▸ Auszug der Seite

# mini Projekt



## alex9787 (7. Feb 2013)

Guten Abend,

ich bin Maschinenbaustudent im ersten Semester und eines unserer Module ist die Einführung in die Programmierung am Beispiel von Java. 
Von den Grundlagen bis zur OOP und den Umgang mit importierten Klassen haben wir viel gelernt, sodass wir bereits kleine Programme schreiben können und die Ergebnisse in der Konsole von Eclipse sehen können.
Da ich bereits aus der Freizeit mit JavaScript und PHP vertraut bin musste ich mich nur an sie Syntax gewöhnen und kleine Verständnisprobleme klären.

Nun meine Frage an euch.

Ich würde mich gerne an ein kleines "sinnvolles" Projekt trauen, habe aber überhaupt keine Ahnung was man programmieren könnte, was auch sofort zu benutzen wäre.

Beim Webdesign war das noch einfach. Da wollte von mir jemand ein Flyoutmenu, einen Liveticker, Ajax Foto Cropper oder oder... . Da wurde (je nachdem) der Code in den Quellcode eingebunden und ich konnte sofort die Funktion beobachten. Da ich nun mal wusste wozu JS und PHP, SQL, XML, CSS, usw. gut ist.

Was aber Java angeht bin ich ratlos. Mit welchen Projekten habt ihr begonnen?

Gruß Alex


----------



## Fab1 (7. Feb 2013)

Dere,

hier ein paar Aufgaben: http://www.java-forum.org/allgemeine-java-themen/126919-java-ubungsaufgaben.html#post824770

Hier ein paar Projektthemen: http://www.java-forum.org/codeschnipsel-u-projekte/127431-projektideen-sammelthread.html

ich hab mit einem Vokabeltrainer begonnen, aber sehr simpel gehalten. Wurde auch nur in einer Textfile gespeichert.

▸ Offene Aufgaben
A. Nenne alle Sprachen und Techniken, die der Thread zu Java-Projektideen im Satz „Da ich nun mal wusste wozu JS und PHP, SQL, XML, CSS, usw. gut ist.“ ausdrücklich aufzählt.
B. Setze den Thread zu Java-Projektideen bitte nach seinem letzten Satz fort.

▸ Daten
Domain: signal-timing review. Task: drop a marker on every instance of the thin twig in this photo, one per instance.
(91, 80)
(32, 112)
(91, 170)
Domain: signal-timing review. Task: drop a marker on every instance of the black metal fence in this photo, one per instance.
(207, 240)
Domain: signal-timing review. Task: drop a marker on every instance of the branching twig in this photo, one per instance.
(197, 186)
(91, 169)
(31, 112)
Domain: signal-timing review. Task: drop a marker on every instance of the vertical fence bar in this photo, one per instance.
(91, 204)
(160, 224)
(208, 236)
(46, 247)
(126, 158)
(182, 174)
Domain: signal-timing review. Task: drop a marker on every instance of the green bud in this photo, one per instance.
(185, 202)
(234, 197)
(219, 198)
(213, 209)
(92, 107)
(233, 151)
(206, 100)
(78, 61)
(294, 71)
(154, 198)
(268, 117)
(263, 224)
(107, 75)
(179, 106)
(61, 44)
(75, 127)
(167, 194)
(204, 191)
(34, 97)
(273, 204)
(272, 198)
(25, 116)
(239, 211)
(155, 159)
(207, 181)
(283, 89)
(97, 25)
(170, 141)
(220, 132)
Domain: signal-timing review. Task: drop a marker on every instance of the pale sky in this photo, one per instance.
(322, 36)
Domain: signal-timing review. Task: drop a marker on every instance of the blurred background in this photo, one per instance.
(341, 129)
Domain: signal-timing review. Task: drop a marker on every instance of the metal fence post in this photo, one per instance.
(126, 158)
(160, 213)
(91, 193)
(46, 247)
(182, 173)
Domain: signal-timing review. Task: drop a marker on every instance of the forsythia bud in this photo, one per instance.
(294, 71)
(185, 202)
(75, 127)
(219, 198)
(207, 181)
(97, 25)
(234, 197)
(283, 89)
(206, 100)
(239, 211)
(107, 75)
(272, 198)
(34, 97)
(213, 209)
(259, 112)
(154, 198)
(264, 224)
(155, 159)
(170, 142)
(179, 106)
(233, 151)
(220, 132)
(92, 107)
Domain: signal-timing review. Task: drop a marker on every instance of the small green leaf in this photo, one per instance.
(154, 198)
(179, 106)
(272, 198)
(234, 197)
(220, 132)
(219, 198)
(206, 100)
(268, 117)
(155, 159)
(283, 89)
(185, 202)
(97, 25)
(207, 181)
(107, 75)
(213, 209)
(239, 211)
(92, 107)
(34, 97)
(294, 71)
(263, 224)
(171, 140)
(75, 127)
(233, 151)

---

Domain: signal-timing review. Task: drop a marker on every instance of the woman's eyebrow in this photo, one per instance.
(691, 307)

▸ Ergebnisse je Aufgabe
A. JS, PHP, SQL, XML, CSS

B.
----------



## JCODA (7. Feb 2013)

http://www.java-forum.org/java-basics-anfaenger-themen/147742-ideen-aufgaben-gesucht.html


----------



## alex9787 (8. Feb 2013)

Vielen Dank =)


----------



## pL4Gu333 (8. Feb 2013)

also mir hat es immer sehr geholfen, wenn ich etwas programmiert hab, was ich selber gebrauchen konnte, das steigert auch noch die Motivation dafür 

Als Beispiele waren das z.b. ein Tabellenmanager, wo automatisch Spieltage generiert werden, mit verschiedenen Anzahlen von Spielern und man automatisch die Tabelle immer anschauen kann etc.

oder 

ein Programm was einen Ordner + Unterordner auf Files überprüft und diese ggf. umkopiert etc. das habe ich damals für meine Musik benutzt, dass die automatisch sortiert wird.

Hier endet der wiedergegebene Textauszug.